Actions to take:
1) List the companies the talk description says Philippe Cudre-Mauroux worked for before joining the University of Fribourg.
2) Repeat the part of the talk description that opens with the words containing "Bio: Philippe Cudre-Mauroux" and closes with "for non-relational data.".
3) According to the talk description, in what group did Philippe Cudre-Mauroux work as a postdoctoral associate?

Until recently, structured (e.g., relational) and unstructured (e.g., textual) data were managed very differently: Structured data was queried declaratively using languages such as SQL, while unstructured data was searched using boolean queries over inverted indices. Today, we witness the rapid emergence of entity-centric techniques to bridge the gap between different types of content and manage both unstructured and structured data more effectively. I will start this talk by giving a few examples of entity-centric data management. I will then describe two recent systems that were built in my lab and revolve around entity-centric data management techniques: ZenCrowd, a socio-technical platform that automatically connects HTML pages to structured entities, and Diplodocus[RDF], a scalable and efficient back-end to manage semantic graphs of entities.
Bio: Philippe Cudre-Mauroux is a Swiss-NSF Professor and the director of the eXascale Infolab (http://exascale.info/) at the University of Fribourg in Switzerland. Previously, he was a postdoctoral associate working in the Database Systems group at MIT. He received his Ph.D. from the Swiss Federal Institute of Technology EPFL, where he won both the Doctorate Award and the EPFL Press Mention in 2007. Before joining the University of Fribourg, he worked on distributed information and media management for HP, IBM Research, and Microsoft Research. His research interests are in large-scale data management infrastructures for non-relational data.
- Dr. Can Türker: Big Issues in (Life Sciences) Research Management Systems.

Dataset excerpts:

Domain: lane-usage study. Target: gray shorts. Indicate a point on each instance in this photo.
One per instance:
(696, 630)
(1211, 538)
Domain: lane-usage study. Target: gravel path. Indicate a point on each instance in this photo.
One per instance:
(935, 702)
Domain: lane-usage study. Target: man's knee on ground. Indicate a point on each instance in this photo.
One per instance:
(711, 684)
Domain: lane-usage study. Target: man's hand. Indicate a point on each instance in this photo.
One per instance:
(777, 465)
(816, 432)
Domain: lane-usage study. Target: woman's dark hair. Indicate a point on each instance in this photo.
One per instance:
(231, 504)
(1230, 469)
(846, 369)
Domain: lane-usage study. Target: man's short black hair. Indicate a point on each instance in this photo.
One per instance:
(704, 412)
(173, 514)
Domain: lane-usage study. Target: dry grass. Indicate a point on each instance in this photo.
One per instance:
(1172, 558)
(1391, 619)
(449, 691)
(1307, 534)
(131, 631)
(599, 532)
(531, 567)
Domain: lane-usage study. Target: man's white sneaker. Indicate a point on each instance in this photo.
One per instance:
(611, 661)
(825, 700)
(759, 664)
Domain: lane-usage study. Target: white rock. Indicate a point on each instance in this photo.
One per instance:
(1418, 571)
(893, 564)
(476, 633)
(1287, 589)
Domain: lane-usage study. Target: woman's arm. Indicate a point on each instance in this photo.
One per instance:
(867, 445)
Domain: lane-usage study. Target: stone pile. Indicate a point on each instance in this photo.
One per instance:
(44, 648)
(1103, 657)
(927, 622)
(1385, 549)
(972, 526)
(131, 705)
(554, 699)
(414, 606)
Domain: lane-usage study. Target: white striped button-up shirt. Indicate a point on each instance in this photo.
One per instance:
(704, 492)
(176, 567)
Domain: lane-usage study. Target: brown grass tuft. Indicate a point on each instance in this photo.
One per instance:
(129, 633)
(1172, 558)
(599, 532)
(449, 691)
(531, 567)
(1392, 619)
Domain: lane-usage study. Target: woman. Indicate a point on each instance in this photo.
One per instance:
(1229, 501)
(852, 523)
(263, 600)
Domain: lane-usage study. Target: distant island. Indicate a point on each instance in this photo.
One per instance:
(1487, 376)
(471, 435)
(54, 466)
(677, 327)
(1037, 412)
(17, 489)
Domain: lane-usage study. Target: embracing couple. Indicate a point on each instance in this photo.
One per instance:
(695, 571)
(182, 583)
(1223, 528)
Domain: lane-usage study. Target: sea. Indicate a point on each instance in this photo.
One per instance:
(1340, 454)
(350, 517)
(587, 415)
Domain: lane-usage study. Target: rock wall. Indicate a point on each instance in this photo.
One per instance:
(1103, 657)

Answer set:
1) HP, IBM Research, Microsoft Research

2)
Bio: Philippe Cudre-Mauroux is a Swiss-NSF Professor and the director of the eXascale Infolab (http://exascale.info/) at the University of Fribourg in Switzerland. Previously, he was a postdoctoral associate working in the Database Systems group at MIT. He received his Ph.D. from the Swiss Federal Institute of Technology EPFL, where he won both the Doctorate Award and the EPFL Press Mention in 2007. Before joining the University of Fribourg, he worked on distributed information and media management for HP, IBM Research, and Microsoft Research. His research interests are in large-scale data management infrastructures for non-relational data.

3) The Database Systems group at MIT.